§ Written exercise: Locate the line that contains "the byju's logo" in the entries below. Retype it and all following lines through the final one, character for character.

§ Data section:
★ ★ ★ ★ ★ ★ ★
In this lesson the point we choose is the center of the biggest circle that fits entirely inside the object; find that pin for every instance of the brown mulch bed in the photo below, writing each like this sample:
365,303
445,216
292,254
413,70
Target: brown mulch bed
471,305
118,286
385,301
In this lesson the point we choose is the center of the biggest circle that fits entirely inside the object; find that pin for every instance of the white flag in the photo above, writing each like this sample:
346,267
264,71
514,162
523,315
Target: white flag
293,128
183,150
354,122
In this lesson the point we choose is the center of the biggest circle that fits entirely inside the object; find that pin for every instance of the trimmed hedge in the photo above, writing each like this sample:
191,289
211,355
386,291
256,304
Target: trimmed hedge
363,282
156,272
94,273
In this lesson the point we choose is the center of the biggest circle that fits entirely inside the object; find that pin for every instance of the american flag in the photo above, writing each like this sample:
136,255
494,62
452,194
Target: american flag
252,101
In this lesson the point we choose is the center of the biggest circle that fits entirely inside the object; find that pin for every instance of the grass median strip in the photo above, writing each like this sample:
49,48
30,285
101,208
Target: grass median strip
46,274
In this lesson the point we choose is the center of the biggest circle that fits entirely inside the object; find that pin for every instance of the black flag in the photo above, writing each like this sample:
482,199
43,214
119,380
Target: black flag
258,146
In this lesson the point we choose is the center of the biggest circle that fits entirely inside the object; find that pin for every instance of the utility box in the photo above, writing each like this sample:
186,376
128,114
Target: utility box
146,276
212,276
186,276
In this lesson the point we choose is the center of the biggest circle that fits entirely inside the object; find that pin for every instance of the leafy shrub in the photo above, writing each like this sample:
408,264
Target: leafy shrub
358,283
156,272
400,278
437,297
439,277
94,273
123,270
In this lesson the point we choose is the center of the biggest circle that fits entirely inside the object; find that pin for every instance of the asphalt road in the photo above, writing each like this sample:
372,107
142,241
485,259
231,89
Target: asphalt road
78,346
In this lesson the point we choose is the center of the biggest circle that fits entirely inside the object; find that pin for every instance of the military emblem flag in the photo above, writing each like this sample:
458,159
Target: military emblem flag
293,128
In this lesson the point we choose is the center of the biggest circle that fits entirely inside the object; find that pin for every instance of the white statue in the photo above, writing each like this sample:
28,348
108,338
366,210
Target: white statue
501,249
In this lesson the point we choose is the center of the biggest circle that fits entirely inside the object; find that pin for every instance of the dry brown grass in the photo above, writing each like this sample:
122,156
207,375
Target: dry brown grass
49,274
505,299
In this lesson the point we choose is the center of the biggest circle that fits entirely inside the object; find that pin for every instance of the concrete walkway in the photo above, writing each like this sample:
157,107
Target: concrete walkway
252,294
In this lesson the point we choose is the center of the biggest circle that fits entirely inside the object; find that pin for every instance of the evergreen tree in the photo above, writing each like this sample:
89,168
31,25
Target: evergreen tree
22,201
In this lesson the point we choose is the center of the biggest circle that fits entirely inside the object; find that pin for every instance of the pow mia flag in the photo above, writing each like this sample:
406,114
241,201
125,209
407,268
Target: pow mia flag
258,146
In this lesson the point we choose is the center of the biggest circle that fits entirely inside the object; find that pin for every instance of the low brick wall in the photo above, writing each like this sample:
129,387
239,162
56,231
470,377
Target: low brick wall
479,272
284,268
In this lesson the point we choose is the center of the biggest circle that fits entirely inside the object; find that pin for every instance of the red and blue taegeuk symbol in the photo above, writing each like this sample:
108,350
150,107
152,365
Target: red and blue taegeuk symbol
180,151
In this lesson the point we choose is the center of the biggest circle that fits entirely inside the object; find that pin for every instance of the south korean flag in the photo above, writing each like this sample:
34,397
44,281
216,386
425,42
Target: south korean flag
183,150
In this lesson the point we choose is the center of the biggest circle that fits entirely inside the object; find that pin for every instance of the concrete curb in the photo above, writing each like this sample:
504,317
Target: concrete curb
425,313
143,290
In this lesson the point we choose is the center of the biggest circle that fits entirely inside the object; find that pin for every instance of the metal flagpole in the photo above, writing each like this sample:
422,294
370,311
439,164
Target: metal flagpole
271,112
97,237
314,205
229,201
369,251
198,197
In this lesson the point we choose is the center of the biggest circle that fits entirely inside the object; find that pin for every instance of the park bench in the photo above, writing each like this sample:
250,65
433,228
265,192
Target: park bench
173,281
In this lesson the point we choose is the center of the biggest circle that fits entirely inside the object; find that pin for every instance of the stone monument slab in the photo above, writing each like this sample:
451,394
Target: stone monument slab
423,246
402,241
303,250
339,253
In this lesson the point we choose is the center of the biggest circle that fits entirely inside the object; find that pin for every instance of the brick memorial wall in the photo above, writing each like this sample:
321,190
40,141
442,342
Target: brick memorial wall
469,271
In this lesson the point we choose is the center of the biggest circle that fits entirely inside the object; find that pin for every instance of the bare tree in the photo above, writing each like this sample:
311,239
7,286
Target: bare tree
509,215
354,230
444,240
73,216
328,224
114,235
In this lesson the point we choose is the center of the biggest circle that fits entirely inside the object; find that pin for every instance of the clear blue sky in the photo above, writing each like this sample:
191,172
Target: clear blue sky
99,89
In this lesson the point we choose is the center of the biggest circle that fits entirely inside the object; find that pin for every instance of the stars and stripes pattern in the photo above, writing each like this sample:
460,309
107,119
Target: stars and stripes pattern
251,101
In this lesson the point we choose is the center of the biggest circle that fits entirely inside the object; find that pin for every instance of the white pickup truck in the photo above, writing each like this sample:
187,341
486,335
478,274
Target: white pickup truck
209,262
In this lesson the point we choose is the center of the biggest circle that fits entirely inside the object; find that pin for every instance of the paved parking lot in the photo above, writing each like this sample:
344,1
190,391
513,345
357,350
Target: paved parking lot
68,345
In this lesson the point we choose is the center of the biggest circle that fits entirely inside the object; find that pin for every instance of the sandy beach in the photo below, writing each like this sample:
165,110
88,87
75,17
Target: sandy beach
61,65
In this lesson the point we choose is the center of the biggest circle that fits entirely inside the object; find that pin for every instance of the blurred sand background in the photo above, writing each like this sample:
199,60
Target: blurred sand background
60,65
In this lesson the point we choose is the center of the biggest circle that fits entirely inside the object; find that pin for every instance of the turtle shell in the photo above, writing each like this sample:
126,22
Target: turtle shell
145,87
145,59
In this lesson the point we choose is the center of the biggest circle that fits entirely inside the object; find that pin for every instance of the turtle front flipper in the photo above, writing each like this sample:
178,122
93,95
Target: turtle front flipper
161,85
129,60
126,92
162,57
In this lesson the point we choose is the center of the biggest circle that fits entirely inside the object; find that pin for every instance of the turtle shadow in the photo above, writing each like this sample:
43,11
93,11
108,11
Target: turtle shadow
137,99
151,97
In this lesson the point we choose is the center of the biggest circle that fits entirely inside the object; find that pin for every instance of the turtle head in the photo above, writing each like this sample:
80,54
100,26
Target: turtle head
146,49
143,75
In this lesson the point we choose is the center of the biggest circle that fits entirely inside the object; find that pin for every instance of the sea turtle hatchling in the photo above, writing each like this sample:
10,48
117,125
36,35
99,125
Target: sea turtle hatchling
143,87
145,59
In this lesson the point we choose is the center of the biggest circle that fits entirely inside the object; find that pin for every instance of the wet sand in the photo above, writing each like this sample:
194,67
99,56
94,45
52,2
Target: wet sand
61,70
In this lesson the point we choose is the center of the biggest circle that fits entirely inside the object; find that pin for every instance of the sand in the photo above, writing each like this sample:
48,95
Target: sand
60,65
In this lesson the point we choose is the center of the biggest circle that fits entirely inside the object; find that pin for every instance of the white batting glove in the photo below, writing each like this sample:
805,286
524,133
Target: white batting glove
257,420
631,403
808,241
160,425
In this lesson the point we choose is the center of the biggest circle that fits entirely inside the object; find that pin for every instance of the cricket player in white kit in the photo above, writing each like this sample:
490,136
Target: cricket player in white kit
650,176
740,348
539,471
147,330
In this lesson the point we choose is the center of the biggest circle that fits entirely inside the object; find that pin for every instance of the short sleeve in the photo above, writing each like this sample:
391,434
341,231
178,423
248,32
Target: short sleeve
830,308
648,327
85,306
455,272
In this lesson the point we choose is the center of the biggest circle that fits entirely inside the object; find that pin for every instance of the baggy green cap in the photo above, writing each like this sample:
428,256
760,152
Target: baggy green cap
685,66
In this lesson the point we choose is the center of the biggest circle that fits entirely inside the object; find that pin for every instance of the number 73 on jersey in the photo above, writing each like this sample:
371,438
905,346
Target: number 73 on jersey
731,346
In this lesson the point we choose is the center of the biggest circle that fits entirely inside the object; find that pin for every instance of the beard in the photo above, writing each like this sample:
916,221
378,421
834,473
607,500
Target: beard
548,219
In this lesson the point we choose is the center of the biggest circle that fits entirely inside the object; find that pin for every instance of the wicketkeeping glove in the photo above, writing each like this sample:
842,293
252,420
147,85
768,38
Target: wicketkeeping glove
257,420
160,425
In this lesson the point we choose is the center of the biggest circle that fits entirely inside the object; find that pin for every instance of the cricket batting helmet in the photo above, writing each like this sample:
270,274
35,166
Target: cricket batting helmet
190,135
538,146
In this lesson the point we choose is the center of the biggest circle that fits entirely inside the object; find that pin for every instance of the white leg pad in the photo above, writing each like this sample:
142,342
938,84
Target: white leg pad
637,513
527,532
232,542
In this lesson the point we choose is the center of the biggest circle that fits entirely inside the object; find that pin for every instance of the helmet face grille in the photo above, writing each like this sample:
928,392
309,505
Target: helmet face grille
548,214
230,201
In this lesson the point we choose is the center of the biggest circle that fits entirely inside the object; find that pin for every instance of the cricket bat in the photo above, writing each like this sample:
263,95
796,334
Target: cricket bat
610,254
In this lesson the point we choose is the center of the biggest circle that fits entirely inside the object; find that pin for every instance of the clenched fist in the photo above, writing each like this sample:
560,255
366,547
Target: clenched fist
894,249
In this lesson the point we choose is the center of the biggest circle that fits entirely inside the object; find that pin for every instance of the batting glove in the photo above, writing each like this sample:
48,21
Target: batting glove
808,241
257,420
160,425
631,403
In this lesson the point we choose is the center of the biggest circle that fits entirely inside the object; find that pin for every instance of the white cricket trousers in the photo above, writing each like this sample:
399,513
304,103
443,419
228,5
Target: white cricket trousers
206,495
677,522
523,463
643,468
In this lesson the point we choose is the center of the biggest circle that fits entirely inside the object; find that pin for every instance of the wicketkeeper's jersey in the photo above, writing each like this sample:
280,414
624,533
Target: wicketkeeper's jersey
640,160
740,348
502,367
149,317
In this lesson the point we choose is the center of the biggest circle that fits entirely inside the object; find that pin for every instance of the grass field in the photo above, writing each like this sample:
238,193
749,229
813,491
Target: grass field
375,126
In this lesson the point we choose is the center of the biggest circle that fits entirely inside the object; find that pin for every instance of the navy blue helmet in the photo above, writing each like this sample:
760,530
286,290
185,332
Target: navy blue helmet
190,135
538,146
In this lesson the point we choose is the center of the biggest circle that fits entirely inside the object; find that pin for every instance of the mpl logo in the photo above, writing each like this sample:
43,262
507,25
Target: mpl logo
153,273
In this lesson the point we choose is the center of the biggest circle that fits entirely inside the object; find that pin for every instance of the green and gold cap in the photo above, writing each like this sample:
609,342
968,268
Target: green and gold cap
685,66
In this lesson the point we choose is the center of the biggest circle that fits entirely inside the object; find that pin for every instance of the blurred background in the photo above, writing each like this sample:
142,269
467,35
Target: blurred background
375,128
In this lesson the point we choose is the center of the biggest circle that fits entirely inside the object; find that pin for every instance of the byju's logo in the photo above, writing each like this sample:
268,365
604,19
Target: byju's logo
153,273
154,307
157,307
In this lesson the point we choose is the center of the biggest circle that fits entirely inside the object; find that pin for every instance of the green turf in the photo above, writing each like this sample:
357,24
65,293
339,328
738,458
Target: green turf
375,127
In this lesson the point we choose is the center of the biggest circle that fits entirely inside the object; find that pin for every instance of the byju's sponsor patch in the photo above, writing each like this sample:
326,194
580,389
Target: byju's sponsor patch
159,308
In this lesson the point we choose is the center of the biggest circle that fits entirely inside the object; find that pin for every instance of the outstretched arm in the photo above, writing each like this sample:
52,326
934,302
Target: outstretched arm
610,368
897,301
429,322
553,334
★ ★ ★ ★ ★ ★ ★
§ Problem solution:
In this lesson the point we choose is the center of the biggest circle that fits entirely inside the object; find that pin for every instance of the byju's logo in the photo above, writing each like this sample:
268,365
604,19
Target: byju's logo
153,273
154,307
157,307
In this lesson the point we choose is the center of the biggest circle that fits entirely inside the object; find that pin for every instance of the green turf in the photo above, writing each like this sample:
357,24
65,293
339,328
738,458
Target: green turf
375,127
In this lesson the point we choose is the center of the biggest circle that fits entirely inside the object; find that pin for every instance of the byju's sponsor patch in the photo above, writing each like this sample:
326,194
580,389
Target: byju's sponsor patch
159,308
In this lesson the point we choose is the center of the biggest circle that fits entirely inside the object; find that pin for every instance of the outstretched arm in the photo above, writing each like this sample:
52,326
934,302
Target: outstretched arm
610,368
897,301
429,322
553,334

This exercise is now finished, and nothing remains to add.